QUOTED PASSAGE:
Working model of the putative CO2 delivery system to the chromatophore localized α‐carboxysome in Paulinella (based on Figure 1), showing the results of differential gene expression analysis. Expression pattern of CCM‐related genes in (A) high light (HL; induced condition), (B) added bicarbonate (BC; inhibition condition) under low light, (C) double treatment (HLBC), and (D) under low light, pH shifted from 6.8 to 8 (pH) treatments. Solid black arrows indicate upregulation of expression in response to a treatment. Solid grey arrows indicate the downregulation of expression in response to treatment. An asterisk indicates significance (adjusted p‐value <0.05) up‐ or downregulated in response to treatment. Enzymes encoded by multiple gene copies are represented by coloured squares, with copies localized to the cytoplasm represented by blue squares and copies localized to the mitochondria by orange squares.
The carboxylation of PEP is catalysed by PEPC using HCO_3_ ^−^. The two putatively mitochondrion‐targeted PEPC proteins were significantly upregulated under HL and significantly downregulated under the BC and HLBC treatments (Table 1, Figure 3), consistent with their role in a CO_2_ delivery system. They were also significantly downregulated in the low CO_2_/pH 8.0 treatment. As described above, the rapid conversion of CO_2_ to the HCO_3_ ^−^ used in the carboxylation reaction is facilitated by CA. Eleven CA genes encoding proteins that lack a crTP (and are therefore unlikely to be chromatophore targeted) were identified in the genome of KR01. Six of the genes are α‐CA, four are β‐CA, and one is a γ‐CA. The three containing a putative mitochondrial targeting peptide are two β‐CAs (g83283.t1, g51312.t1) and one γ‐CA (g60394.t1). Six of these CA genes were significantly upregulated in response to HL with the α‐carbonic anhydrase gene, g61179.t1, showing the highest log_2_fold change (3.76). Five of these six CA genes were significantly downregulated under the BC, HLBC, and low CO_2_/pH 8.0 treatments (Table 1, Figure 3). The latter result is not consistent with a CCM. Therefore, specific roles and localization of these CAs merit further research.

ACTIVITY LIST:
1) According to the Paulinella passage, how many carbonic anhydrase genes lacking a crTP were identified in the KR01 genome?
2) Explain why the Paulinella passage says that the roles and localization of the carbonic anhydrases merit further research.
3) Write the next part of the Paulinella passage, picking up after its last sentence.
The lines have no connection to the Paulinella passage.

RECORDED DATA:
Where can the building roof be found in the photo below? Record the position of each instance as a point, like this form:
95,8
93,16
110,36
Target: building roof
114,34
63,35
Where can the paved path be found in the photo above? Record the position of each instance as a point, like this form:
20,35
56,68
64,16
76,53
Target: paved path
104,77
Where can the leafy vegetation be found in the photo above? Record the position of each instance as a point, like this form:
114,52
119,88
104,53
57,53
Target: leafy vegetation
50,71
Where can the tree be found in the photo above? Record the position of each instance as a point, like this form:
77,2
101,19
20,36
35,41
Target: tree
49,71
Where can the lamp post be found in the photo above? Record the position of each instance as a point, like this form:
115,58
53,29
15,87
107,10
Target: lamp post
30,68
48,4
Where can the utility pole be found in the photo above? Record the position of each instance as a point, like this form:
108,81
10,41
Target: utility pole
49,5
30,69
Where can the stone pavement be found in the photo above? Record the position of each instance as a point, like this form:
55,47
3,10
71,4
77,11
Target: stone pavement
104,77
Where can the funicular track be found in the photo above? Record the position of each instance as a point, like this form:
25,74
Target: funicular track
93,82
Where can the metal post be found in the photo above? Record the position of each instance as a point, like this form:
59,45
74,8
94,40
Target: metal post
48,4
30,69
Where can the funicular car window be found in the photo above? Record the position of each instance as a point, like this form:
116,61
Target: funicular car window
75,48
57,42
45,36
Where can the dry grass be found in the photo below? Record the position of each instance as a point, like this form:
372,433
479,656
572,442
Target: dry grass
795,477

--

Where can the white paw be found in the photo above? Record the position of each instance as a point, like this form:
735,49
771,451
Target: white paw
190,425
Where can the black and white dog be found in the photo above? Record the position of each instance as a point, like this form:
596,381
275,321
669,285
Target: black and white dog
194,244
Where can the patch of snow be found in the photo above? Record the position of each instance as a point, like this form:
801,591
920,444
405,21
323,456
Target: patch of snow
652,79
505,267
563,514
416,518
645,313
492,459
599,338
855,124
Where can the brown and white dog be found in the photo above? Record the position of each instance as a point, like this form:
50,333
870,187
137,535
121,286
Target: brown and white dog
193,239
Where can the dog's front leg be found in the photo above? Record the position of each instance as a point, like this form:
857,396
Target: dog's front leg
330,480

* * *

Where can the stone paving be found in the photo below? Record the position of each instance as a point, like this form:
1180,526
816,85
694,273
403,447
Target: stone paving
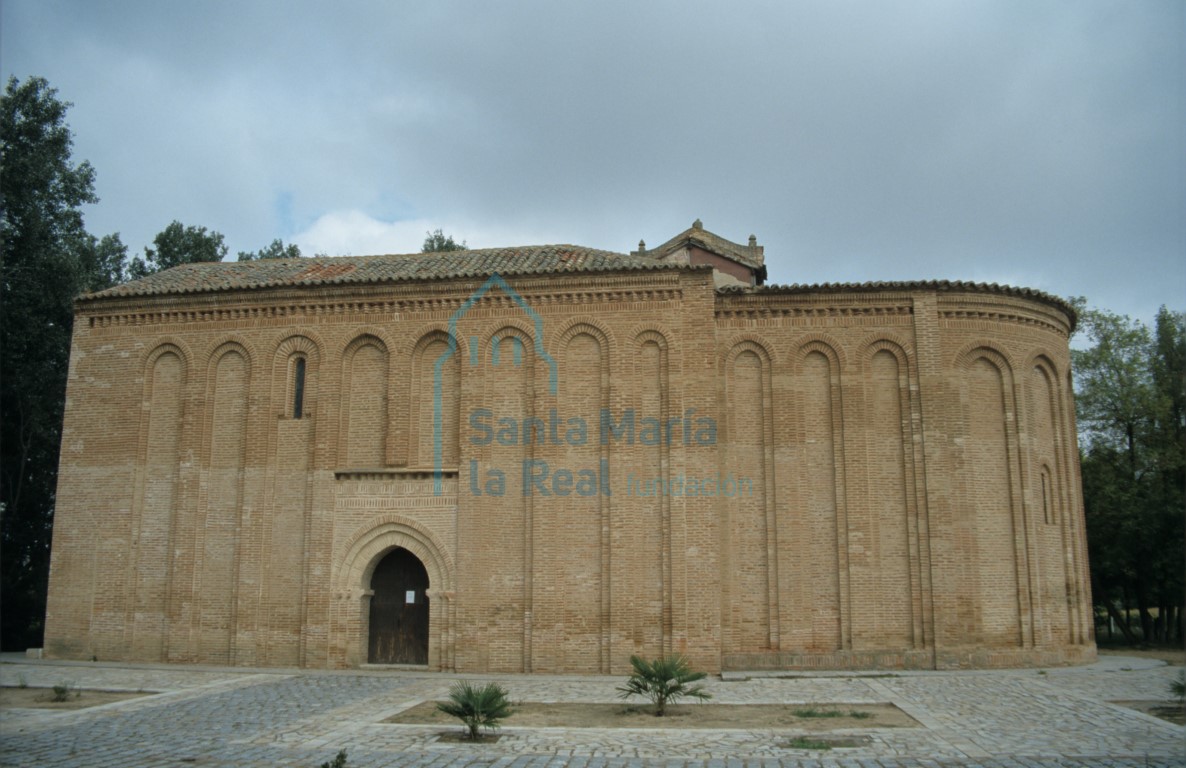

WRITTEN RESPONSES:
1) Eleven.

2) Five of the six CA genes upregulated under high light were significantly downregulated under the BC, HLBC, and low CO2/pH 8.0 treatments. The passage states that this result is not consistent with a CCM. Therefore, the specific roles and localization of these CAs merit further research.

3)
In KR01, PEPCK and NADP‐ME which perform decarboxylation reactions are each encoded by two genes; one PEPCK and one NADP‐ME protein is localized to the chromatophore whereas the other PEPCK and NADP‐ME are likely cytosolic (Table 1, Figure 2B). Under HL, both copies of PEPCK were significantly upregulated. However, under BC, the cytosolic copy of PEPCK was upregulated, whereas the crTP‐containing PEPCK copy was downregulated (neither was significantly differentially regulated). A similar pattern was observed for NADP‐ME with the cytosol localized copy upregulated under both conditions (HL and BC; although not significantly upregulated), whereas the chromatophore targeted copy was significantly upregulated under HL and non‐significantly downregulated under BC, as expected if the chromatophore targeted NADP‐ME played a role in a biochemical CCM (Table 1, Figure 3). One or both chromatophore‐targeted copies of these decarboxylases could produce CO_2_ near RuBisCO, with PEPCK also regenerating PEP.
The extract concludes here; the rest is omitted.